### DATA SECTION:
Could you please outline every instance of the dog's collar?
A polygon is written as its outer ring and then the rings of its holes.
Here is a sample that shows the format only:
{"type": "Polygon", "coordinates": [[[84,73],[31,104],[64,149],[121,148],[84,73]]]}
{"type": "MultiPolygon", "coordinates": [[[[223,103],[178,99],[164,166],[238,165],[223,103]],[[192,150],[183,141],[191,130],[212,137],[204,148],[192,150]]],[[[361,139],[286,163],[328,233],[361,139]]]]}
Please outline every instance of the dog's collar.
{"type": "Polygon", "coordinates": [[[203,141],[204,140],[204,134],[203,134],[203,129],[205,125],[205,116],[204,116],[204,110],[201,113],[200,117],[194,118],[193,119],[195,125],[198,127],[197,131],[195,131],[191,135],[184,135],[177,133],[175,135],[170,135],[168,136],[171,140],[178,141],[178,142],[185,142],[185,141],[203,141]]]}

---

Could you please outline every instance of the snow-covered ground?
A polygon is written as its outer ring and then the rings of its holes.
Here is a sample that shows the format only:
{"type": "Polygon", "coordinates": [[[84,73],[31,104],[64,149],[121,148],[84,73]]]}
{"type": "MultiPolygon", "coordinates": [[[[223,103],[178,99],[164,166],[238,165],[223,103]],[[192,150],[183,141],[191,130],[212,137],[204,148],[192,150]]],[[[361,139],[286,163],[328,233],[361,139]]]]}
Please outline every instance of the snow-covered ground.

* * *

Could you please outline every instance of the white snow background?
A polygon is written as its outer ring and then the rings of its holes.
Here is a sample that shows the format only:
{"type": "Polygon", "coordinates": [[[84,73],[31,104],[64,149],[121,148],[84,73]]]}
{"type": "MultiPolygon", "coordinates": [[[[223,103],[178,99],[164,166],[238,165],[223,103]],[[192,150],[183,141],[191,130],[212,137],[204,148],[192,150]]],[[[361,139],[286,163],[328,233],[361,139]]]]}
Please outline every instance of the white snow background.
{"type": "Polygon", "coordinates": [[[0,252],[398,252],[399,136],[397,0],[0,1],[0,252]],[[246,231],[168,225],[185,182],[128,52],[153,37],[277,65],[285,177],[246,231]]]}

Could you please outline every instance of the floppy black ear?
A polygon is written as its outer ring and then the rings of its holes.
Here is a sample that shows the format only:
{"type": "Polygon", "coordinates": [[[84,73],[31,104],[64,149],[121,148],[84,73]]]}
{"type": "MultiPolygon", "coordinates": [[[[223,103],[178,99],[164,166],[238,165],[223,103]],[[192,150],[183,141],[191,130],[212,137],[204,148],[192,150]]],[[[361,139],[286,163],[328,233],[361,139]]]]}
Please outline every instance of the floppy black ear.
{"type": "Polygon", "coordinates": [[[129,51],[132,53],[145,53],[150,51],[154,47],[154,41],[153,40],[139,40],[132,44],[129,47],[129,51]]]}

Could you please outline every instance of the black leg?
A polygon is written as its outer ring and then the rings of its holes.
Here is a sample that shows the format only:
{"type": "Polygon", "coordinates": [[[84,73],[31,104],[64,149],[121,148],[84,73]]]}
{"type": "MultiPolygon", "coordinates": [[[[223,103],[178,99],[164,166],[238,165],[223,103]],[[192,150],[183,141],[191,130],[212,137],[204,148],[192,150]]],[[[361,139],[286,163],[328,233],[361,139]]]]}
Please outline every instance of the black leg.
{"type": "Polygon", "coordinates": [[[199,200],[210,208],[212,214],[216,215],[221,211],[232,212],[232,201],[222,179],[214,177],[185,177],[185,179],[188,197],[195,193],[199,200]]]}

### CHALLENGE:
How many of the lines above contain the string "collar"? Give only the number.

### RESULT FOR THIS EXERCISE:
2